### Source excerpt:
A big part of Willmar’s economic attraction can be summed up in a single word: turkeys. Willmar is at the center of the largest turkey producing area in the United States and home to a Jennie-O processing plant. Factory work in food processing plants has long been a source of employment for first-generation immigrants and Willmar with its turkeys is no exception.

So they came and found jobs, but in doing so, did they take a job away from someone else? It doesn’t appear so, based on a recent headline In Willmar’s West Central Tribune that read, “Willmar-area labor shortage means jobs are plentiful.” (Sept. 15, 2015) In the story reporter David Little quoted Mary Warszynski, general manager of Employment Plus of Willmar, as saying, “I truly believe that anybody that wants a job has a job.”

If immigrants are productively employed, it is far less likely that they will burden the safety net, but what about cultural clashes? What about crime?
Assimilation requires a period of adjustment. Cultural differences require understanding — on both sides of the issue — but numerous statistics show that stable, employed immigrant families are no more prone to crime than other groups.

### Available data:
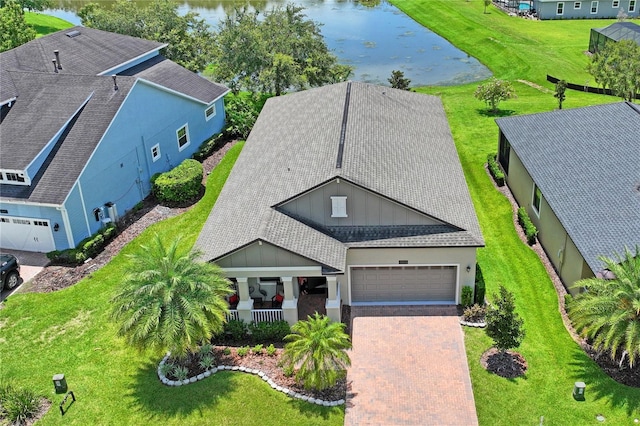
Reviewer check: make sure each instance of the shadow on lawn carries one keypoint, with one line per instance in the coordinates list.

### Exercise tasks:
(A) Shorten the paragraph of the Willmar text that begins "So they came and found jobs," keeping its main facts.
(B) Write a continuation of the Willmar immigration text, starting right after its last sentence.
The material here has no connection to the Willmar text.

### In response:
(A) The immigrants who found jobs in Willmar don't appear to have taken work from others. A September 15, 2015, headline in the West Central Tribune read, "Willmar-area labor shortage means jobs are plentiful." In that story, reporter David Little quoted Mary Warszynski, general manager of Employment Plus of Willmar, as saying she believed anybody who wants a job has one.

(B)
And again, Willmar was no exception, especially in the early years of the initial Hispanic influx, when the city experienced real tension, much of it having to do with housing. But cooler heads prevailed. Civic and community leaders addressed problems and solved them.

So is Willmar now free of cultural issues and crime? No, but what city of 20,000 people is? More to the point, the city is prospering and growing, jobs are plentiful, and the subsequent generations of immigrant families are assimilating into the schools and the broader community. It’s a story that has played out time after time throughout America’s immigrant history.

Before painting all immigrants with a single negative brush, it might be useful to carefully check the pockets where immigrants are succeeding (hint: they’re not all located along the border) and in doing so, we’re likely to find a good deal more than loose change and lint.

Chuck Brown is a Minnesota writer and the retired manager of a manufacturing company who served 12 years on the Olivia City Council. He is a Policy Fellow advising on rural issues for Growth & Justice, an organization that seeks a broader prosperity and elimination of racial disparities in Minnesota. This originally appeared on the organization’s blog.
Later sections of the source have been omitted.